Raw records:
============================================================

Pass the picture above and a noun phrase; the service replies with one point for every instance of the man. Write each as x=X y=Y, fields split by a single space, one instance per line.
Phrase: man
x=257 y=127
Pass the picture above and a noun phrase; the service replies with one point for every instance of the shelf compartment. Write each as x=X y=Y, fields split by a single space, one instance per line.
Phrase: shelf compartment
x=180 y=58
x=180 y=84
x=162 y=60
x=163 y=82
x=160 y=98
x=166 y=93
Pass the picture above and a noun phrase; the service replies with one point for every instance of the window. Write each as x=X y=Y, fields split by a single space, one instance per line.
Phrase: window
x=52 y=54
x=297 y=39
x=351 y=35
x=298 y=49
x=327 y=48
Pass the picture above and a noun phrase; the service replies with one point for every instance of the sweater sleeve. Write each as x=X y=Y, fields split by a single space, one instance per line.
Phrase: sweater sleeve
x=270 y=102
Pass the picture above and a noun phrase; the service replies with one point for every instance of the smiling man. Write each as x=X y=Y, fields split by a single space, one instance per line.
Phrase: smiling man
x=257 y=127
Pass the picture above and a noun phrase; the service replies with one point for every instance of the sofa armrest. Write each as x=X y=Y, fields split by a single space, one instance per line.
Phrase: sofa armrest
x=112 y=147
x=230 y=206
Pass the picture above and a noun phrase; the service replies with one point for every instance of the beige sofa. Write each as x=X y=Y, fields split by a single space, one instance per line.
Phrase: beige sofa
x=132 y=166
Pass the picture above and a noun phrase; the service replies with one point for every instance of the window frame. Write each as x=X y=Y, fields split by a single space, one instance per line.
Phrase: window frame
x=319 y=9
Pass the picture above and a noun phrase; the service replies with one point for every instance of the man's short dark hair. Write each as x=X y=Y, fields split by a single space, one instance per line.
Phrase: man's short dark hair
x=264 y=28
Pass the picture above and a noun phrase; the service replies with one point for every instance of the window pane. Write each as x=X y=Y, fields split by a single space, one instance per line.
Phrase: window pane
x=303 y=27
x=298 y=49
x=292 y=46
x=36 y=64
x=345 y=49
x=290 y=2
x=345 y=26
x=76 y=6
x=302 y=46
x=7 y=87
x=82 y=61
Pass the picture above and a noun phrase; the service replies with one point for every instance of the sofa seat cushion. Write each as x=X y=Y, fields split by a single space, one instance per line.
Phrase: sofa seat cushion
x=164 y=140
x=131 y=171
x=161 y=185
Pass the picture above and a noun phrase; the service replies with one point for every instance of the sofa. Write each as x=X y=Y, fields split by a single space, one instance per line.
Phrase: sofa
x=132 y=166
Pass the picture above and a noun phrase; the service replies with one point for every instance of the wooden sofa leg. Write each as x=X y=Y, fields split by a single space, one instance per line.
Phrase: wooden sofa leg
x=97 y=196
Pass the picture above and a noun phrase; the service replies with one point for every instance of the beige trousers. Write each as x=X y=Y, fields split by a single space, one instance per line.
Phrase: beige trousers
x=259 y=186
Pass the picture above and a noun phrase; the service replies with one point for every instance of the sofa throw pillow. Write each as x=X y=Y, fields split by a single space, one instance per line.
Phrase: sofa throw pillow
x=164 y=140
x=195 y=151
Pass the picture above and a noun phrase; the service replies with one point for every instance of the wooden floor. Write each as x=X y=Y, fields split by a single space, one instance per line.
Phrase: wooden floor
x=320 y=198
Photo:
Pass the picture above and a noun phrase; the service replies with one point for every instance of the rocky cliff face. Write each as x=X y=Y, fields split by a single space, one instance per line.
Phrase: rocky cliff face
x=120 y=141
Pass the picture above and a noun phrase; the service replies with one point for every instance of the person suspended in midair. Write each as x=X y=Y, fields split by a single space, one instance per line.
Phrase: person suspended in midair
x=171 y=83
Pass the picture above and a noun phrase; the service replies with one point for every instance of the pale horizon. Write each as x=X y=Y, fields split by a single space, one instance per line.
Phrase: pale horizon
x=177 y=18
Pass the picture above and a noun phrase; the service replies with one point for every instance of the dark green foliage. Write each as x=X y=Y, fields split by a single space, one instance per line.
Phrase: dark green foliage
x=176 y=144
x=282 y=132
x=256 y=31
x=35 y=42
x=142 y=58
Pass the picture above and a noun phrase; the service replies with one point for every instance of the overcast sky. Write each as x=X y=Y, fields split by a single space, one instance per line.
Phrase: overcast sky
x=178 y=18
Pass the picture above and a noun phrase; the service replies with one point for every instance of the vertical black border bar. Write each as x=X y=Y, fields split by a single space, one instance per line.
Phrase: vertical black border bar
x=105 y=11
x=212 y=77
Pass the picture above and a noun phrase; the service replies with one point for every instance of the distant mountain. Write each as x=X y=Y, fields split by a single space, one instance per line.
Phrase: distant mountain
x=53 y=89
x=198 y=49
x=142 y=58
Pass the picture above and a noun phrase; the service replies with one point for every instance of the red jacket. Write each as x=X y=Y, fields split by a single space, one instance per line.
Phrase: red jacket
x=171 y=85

============================================================

Reproduce all of the entries above, changing each occurrence of "noun phrase" to "text label" and leaving every other word, number and line untouched.

The response:
Pass the picture above and a text label; the service replies with one point for every instance of the man. Write each as x=X y=Y, fields split by a single space, one instance per line.
Phrase: man
x=257 y=127
Pass the picture above and a text label; the service replies with one point for every instance of the shelf compartment. Write each as x=X y=Y, fields split by a single space, one instance per line.
Phrase: shelf compartment
x=180 y=58
x=180 y=84
x=162 y=60
x=163 y=82
x=160 y=98
x=166 y=93
Pass the picture above and a text label; the service replies with one point for every instance of the window. Write each as x=X y=Y, fields split by a single space, one instance per line.
Phrase: window
x=52 y=54
x=297 y=39
x=351 y=35
x=298 y=49
x=327 y=48
Pass the picture above and a text label; the service replies with one point for every instance of the sweater sleeve. Write each as x=X y=Y, fields split by a single space, one instance per line.
Phrase: sweater sleeve
x=270 y=102
Pass the picture above and a text label; the service replies with one point for every instance of the smiling man. Write each as x=X y=Y, fields split by a single space, one instance per line.
Phrase: smiling man
x=257 y=127
Pass the picture above and a text label; the service replies with one point for every instance of the sofa armrest. Write each as x=X y=Y, fields split by a single space, one instance per line.
Phrase: sofa armrest
x=112 y=147
x=230 y=206
Pass the picture above and a text label; the service replies with one point for every instance of the beige sofa. Write each as x=X y=Y, fields split by a single space, one instance per line.
Phrase: beige sofa
x=132 y=166
Pass the picture above and a text label; the service replies with one point for every instance of the window frame. Write each as x=X y=Y, fields split by a single space, one instance per line.
Phrase: window frame
x=319 y=9
Pass the picture above and a text label; the service replies with one point for every instance of the man's short dark hair. Write each as x=X y=Y, fields split by a single space, one instance per line.
Phrase: man's short dark hair
x=264 y=28
Pass the picture above and a text label; the service replies with one point for every instance of the window pane. Write each as x=X y=Y, fields split by a single space, one instance per line.
Phrase: window pane
x=303 y=27
x=298 y=49
x=292 y=46
x=36 y=64
x=345 y=49
x=290 y=2
x=345 y=26
x=76 y=6
x=302 y=46
x=7 y=87
x=82 y=61
Pass the picture above and a text label; the service replies with one point for every instance of the sofa seat cushion. Write each as x=X y=Y, fields split by a single space, one instance per line.
Phrase: sofa seat cushion
x=164 y=140
x=131 y=171
x=161 y=185
Pass the picture above and a text label; the service replies with one point for every instance of the sofa. Write each as x=X y=Y, fields split by a single space, one instance per line.
Phrase: sofa
x=132 y=166
Pass the picture above and a text label; the service replies with one point for every instance of the wooden sofa leg. Write each as x=X y=Y, fields split by a single space, one instance per line.
Phrase: wooden sofa leg
x=97 y=196
Pass the picture above and a text label; the service replies with one point for every instance of the beige trousers. Write each as x=X y=Y, fields split by a single space, one instance per line.
Phrase: beige trousers
x=259 y=186
Pass the picture above and a text label; the service replies with one point for every instance of the sofa throw pillow. Write each as x=X y=Y, fields split by a single space, one instance per line.
Phrase: sofa throw pillow
x=164 y=140
x=195 y=151
Pass the picture above and a text label; the service replies with one point for every instance of the wooden floor. Write each as x=X y=Y, fields split by a single space, one instance per line.
Phrase: wooden floor
x=320 y=198
Photo:
Pass the picture above and a text label; the service replies with one point for every instance of the rocky cliff face. Write each as x=X y=Y, fields split by a single space, one instance per line.
Phrase: rocky cliff face
x=120 y=141
Pass the picture above and a text label; the service replies with one point for every instance of the person suspended in midair. Write each as x=X y=Y, fields split by a single space, one instance per line.
Phrase: person suspended in midair
x=171 y=83
Pass the picture above and a text label; the service replies with one point for every instance of the pale horizon. Write each as x=X y=Y, fields split by a single space, one instance per line.
Phrase: pale horizon
x=177 y=18
Pass the picture above and a text label; the service replies with one point for every instance of the dark green foliage. Write each as x=X y=Y, fields split by a single space, one instance per line.
Phrase: dark green foliage
x=176 y=144
x=282 y=132
x=256 y=31
x=35 y=42
x=142 y=58
Pass the picture above and a text label; the service replies with one point for every instance of the overcast sky. Write each as x=X y=Y, fields split by a single space, one instance per line.
Phrase: overcast sky
x=178 y=18
Pass the picture above and a text label; the service replies with one point for every instance of the vertical black border bar. Write each as x=X y=Y, fields split by a single space, one instance per line.
Phrase: vertical black border bar
x=105 y=11
x=212 y=77
Pass the picture above and a text label; the service replies with one point for every instance of the distant mountain. Write each as x=X y=Y, fields split by a single space, one instance per line.
Phrase: distant mountain
x=53 y=89
x=198 y=49
x=142 y=58
Pass the picture above and a text label; the service replies with one point for every instance of the red jacket. Write each as x=X y=Y, fields split by a single space, one instance per line.
Phrase: red jacket
x=171 y=85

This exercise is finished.